JOB –
Lay out the records below as a Markdown table with a Row column holding the row number and a Line column holding the line. Begin at the line that has "of the monitor", stop after the line that has "of the chair", skip blank lines, and leave the pictures out.

------ SUPPLIED ENTRIES ------

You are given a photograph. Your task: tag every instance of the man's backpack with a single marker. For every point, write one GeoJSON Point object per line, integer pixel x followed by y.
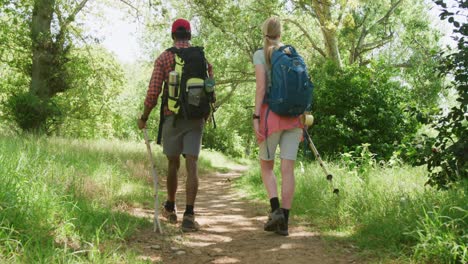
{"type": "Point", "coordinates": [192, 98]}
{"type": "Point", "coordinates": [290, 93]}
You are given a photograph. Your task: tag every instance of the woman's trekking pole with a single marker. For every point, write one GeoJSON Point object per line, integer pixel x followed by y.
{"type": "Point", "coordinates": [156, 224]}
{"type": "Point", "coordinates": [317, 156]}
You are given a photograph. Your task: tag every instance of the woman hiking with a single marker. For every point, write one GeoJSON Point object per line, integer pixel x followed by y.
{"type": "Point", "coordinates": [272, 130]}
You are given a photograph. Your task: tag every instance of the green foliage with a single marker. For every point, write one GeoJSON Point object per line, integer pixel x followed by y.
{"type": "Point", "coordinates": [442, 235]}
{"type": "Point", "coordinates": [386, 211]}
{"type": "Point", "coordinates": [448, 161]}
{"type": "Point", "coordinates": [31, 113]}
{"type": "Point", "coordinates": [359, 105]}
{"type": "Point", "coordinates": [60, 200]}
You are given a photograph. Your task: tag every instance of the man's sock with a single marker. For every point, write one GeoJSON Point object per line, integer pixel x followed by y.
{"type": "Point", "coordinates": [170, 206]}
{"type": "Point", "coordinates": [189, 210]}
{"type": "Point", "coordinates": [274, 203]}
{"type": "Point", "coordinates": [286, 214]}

------
------ SUPPLIED ENTRIES ------

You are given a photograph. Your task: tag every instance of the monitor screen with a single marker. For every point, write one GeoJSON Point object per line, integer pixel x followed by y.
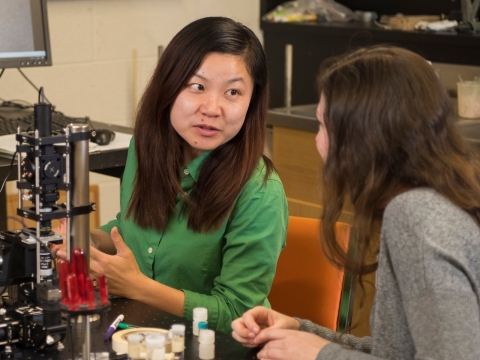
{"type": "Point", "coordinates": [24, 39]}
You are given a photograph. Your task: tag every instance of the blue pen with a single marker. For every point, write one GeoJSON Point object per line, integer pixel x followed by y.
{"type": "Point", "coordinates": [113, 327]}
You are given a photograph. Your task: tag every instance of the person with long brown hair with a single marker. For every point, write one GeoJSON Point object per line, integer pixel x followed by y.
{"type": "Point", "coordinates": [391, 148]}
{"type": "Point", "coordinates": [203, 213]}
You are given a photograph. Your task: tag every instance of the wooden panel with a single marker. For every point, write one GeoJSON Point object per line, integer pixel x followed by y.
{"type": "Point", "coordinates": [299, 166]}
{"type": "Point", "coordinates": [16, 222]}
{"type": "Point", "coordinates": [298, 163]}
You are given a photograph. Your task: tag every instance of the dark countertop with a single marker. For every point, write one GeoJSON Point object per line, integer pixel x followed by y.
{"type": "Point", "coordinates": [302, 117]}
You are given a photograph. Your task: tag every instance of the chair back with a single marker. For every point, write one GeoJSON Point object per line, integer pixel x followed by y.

------

WRITTEN REPLY –
| Row | Line |
|---|---|
| 1 | You are given a photograph. Your task: tag every instance of the monitor screen with a single marker. For every point, write one GeoJSON Point object per line, integer pixel x followed by y. |
| 2 | {"type": "Point", "coordinates": [24, 39]} |
| 3 | You are given a photograph. Your task: tag every instance of the blue pen with a single marker. For every point, write one GeoJSON Point object per line, integer pixel x followed by y. |
| 4 | {"type": "Point", "coordinates": [113, 327]} |
| 5 | You are given a photograph. Your task: tag every instance of the person with long brown hair with a single marker. For every point, write one GeoJSON Point object per line, integer pixel x followed by y. |
| 6 | {"type": "Point", "coordinates": [391, 148]} |
| 7 | {"type": "Point", "coordinates": [203, 213]} |
| 8 | You are given a photograph. Your task: tag every instance of the wooden panel with a single marker. For every point, write one GeoJSON Point object per line, integer pixel x followed by y. |
| 9 | {"type": "Point", "coordinates": [299, 166]} |
| 10 | {"type": "Point", "coordinates": [16, 222]} |
| 11 | {"type": "Point", "coordinates": [298, 163]} |
| 12 | You are given a photograph. Your task: tag every instance of the dark countertop with a single marker. For every point, write one GeoJSON Point object per line, integer pixel x followed by y. |
| 13 | {"type": "Point", "coordinates": [302, 117]} |
| 14 | You are given a photograph. Your task: tag every instance of the chair back with a single marker. For every point, write one GeoJSON Point object per line, integer pixel x followed by y. |